Print the lines below word for word, beginning with the first and ending with the line that holds "pixel 352 382", and skip every picture.

───── STORED DATA

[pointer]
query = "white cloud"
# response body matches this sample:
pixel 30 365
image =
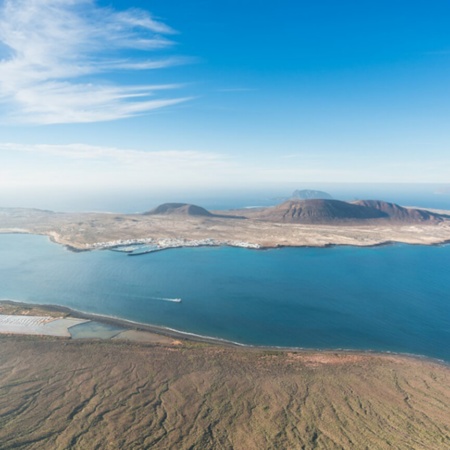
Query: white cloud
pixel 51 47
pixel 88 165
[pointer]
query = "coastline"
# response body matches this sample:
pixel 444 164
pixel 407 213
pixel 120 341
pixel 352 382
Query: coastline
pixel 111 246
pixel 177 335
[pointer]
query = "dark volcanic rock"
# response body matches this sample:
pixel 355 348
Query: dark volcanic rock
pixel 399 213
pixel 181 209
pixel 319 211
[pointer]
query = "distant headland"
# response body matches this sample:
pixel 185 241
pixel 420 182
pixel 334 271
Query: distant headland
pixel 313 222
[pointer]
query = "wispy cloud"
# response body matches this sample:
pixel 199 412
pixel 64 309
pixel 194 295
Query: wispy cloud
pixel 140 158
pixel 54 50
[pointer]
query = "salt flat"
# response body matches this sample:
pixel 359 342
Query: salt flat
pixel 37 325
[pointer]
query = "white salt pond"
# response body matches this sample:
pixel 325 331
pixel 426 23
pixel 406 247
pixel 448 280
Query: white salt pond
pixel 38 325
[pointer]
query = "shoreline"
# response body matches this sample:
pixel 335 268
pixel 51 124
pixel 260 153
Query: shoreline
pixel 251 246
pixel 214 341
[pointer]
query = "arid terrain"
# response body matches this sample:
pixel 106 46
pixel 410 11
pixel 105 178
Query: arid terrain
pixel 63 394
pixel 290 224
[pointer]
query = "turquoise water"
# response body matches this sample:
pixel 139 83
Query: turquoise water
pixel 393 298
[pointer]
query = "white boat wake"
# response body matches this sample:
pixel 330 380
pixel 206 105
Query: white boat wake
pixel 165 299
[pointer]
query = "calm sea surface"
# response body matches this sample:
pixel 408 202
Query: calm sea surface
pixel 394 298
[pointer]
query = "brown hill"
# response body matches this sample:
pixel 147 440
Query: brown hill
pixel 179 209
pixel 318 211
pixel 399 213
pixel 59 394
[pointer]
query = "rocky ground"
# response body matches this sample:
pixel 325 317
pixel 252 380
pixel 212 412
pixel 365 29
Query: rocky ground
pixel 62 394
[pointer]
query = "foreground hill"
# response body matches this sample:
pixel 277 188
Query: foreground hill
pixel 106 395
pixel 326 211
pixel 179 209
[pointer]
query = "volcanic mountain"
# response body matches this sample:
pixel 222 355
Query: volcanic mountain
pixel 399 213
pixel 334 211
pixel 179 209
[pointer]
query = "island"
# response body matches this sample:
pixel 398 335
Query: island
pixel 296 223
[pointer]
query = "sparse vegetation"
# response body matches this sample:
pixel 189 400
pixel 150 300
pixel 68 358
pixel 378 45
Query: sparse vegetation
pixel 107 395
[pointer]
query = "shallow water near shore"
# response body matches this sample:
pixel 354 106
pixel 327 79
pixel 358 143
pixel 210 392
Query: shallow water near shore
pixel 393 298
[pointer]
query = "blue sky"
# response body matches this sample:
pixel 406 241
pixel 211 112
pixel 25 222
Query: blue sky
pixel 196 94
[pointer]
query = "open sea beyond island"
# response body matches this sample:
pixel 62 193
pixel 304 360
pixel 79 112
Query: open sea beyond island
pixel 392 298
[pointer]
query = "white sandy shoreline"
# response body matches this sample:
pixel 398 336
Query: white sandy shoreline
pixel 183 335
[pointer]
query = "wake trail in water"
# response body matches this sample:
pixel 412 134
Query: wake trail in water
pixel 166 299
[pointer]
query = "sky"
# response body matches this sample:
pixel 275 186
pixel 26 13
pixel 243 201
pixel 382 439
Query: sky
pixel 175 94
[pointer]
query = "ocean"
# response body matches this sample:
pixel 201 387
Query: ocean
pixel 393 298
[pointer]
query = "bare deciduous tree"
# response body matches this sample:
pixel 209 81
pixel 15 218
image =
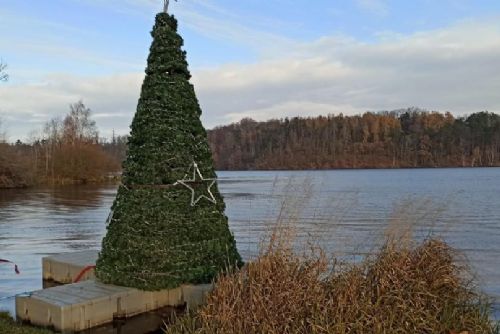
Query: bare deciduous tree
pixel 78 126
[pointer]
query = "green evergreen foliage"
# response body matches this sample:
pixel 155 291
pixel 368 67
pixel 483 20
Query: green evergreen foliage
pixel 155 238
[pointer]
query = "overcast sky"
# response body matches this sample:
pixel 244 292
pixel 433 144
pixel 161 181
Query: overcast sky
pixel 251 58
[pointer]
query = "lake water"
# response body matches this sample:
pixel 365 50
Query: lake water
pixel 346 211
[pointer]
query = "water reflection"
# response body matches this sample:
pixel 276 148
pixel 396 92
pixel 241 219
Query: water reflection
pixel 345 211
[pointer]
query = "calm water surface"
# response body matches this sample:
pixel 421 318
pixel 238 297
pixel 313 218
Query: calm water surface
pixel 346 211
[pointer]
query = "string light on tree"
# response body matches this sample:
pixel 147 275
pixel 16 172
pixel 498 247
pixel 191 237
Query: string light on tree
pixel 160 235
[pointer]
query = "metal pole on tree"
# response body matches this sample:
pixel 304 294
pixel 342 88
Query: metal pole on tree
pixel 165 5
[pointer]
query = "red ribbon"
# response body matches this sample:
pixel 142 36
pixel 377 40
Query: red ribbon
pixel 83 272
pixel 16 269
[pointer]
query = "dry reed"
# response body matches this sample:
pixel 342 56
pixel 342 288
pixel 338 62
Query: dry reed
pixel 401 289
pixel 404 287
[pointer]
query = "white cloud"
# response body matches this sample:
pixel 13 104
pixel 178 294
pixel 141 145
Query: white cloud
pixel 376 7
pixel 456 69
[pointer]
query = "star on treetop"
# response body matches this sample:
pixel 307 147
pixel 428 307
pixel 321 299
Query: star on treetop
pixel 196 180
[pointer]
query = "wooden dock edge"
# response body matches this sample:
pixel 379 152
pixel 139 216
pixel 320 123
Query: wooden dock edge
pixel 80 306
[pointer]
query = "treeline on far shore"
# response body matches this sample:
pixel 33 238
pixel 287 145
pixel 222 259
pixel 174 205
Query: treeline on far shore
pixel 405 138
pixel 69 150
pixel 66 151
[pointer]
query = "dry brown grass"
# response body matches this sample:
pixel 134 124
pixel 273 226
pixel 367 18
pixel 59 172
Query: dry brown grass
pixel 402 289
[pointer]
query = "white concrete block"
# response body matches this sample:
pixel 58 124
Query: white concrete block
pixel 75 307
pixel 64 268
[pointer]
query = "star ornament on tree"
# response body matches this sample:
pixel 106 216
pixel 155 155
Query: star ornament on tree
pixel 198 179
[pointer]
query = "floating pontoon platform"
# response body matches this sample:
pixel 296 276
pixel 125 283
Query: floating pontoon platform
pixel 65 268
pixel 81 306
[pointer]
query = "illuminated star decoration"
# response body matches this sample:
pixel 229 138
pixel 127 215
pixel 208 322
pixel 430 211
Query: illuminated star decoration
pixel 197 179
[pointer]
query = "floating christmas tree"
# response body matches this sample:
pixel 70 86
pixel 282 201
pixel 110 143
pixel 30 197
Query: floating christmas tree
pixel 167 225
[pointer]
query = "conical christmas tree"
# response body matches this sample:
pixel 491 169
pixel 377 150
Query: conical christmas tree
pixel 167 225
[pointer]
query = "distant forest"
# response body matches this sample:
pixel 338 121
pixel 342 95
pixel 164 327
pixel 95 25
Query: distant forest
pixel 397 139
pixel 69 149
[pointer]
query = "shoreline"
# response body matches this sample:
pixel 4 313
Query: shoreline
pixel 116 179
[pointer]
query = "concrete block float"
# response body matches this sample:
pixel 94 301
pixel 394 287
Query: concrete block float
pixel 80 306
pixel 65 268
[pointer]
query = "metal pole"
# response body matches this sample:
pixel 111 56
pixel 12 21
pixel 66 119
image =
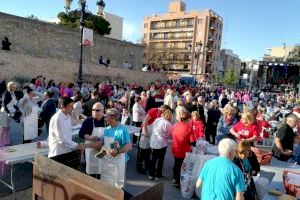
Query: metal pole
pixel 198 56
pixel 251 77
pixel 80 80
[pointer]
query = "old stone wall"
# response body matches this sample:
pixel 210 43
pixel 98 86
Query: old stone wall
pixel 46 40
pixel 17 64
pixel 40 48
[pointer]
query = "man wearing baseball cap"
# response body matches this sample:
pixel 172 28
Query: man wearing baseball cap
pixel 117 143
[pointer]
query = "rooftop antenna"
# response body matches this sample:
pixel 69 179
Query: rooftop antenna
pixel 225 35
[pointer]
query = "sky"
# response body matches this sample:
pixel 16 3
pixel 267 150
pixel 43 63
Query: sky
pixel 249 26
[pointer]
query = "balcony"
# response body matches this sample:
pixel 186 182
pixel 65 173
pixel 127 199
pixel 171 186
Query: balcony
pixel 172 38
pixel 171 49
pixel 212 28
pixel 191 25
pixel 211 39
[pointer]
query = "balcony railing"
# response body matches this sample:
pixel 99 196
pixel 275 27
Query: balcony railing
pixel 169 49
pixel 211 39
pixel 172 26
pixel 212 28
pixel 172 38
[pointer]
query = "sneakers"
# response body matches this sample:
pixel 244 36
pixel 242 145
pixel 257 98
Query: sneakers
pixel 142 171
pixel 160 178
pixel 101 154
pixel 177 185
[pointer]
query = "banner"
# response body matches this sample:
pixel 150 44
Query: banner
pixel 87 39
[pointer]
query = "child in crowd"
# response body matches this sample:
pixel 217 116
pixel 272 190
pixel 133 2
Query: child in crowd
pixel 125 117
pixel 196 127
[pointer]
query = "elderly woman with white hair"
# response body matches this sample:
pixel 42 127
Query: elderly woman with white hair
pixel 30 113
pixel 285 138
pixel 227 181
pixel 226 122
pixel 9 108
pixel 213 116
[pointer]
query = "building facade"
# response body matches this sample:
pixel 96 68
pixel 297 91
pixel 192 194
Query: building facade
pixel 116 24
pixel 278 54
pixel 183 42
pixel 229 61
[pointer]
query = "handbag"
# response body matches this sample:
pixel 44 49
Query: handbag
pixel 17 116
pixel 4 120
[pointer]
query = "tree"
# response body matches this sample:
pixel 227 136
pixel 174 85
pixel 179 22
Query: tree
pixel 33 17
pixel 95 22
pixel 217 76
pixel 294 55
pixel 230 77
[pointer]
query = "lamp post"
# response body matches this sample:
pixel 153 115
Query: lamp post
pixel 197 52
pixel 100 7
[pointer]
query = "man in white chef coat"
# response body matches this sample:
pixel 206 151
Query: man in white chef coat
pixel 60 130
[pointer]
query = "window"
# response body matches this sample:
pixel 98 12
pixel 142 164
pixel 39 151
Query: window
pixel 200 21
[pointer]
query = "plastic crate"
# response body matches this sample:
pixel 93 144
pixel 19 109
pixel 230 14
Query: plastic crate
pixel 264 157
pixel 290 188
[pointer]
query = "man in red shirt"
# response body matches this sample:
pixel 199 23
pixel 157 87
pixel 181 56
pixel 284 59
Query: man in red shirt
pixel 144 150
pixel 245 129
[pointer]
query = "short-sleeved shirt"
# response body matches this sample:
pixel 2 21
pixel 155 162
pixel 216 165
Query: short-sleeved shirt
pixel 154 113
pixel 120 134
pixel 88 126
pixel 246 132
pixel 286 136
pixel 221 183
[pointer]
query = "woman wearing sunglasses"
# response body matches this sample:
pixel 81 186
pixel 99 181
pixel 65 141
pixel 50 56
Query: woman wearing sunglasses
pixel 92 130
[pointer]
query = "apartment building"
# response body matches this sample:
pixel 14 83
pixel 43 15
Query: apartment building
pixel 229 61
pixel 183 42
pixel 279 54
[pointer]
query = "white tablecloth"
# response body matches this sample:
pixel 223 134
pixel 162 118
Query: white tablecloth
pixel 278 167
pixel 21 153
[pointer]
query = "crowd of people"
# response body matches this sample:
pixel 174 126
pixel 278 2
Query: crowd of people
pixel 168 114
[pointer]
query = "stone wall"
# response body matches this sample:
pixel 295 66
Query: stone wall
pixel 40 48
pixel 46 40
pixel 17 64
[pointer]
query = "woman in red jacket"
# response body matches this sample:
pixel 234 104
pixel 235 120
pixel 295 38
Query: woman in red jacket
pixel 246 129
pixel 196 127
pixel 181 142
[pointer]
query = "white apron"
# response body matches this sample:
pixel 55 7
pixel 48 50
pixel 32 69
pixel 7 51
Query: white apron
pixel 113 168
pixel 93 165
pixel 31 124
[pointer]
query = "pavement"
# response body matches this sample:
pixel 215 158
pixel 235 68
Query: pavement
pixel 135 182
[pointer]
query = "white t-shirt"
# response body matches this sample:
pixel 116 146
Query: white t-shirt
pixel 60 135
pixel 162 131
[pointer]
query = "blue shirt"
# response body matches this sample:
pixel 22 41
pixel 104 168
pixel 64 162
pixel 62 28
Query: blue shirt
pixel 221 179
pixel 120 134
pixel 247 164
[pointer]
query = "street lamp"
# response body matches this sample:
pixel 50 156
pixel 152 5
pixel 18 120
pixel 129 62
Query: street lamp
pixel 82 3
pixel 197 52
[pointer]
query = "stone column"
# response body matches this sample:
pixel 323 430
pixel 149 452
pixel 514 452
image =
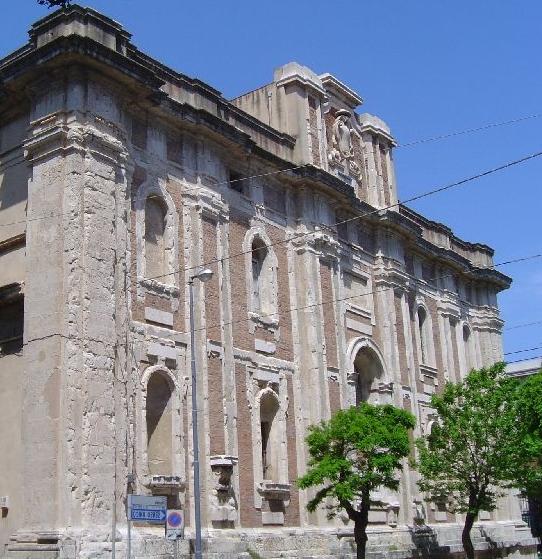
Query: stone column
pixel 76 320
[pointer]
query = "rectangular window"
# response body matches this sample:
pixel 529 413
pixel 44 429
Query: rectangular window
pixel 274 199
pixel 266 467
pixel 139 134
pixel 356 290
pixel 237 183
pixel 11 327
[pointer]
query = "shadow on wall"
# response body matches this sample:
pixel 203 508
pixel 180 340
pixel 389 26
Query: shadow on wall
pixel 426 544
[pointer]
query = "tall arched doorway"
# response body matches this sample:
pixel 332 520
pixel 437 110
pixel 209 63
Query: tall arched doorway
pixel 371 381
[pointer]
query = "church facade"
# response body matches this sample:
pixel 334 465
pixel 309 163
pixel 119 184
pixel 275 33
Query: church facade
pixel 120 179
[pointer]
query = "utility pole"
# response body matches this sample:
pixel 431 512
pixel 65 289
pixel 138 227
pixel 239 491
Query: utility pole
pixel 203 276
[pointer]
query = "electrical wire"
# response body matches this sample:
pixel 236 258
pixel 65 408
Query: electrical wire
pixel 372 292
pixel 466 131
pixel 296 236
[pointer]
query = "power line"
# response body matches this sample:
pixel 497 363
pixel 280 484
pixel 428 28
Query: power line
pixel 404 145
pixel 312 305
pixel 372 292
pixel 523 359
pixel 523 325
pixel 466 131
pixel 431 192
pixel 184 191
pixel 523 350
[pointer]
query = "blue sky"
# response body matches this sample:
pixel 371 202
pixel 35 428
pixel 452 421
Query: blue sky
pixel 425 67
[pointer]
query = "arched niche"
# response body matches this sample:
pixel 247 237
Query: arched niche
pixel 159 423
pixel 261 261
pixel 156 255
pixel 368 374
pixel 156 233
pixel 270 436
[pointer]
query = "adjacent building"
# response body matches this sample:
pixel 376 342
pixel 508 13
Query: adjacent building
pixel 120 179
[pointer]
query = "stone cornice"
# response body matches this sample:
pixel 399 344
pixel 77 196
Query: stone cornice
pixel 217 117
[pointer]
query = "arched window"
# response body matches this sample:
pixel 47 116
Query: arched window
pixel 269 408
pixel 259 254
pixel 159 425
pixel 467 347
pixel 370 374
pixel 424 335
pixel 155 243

──────────

▶ **EXERCISE RESPONSE**:
[pointer]
query = "white cloud"
# response body matches this sample:
pixel 30 365
image =
Query: white cloud
pixel 51 47
pixel 88 165
[pointer]
query = "coastline"
# response body matches this sample:
pixel 444 164
pixel 407 213
pixel 120 341
pixel 352 382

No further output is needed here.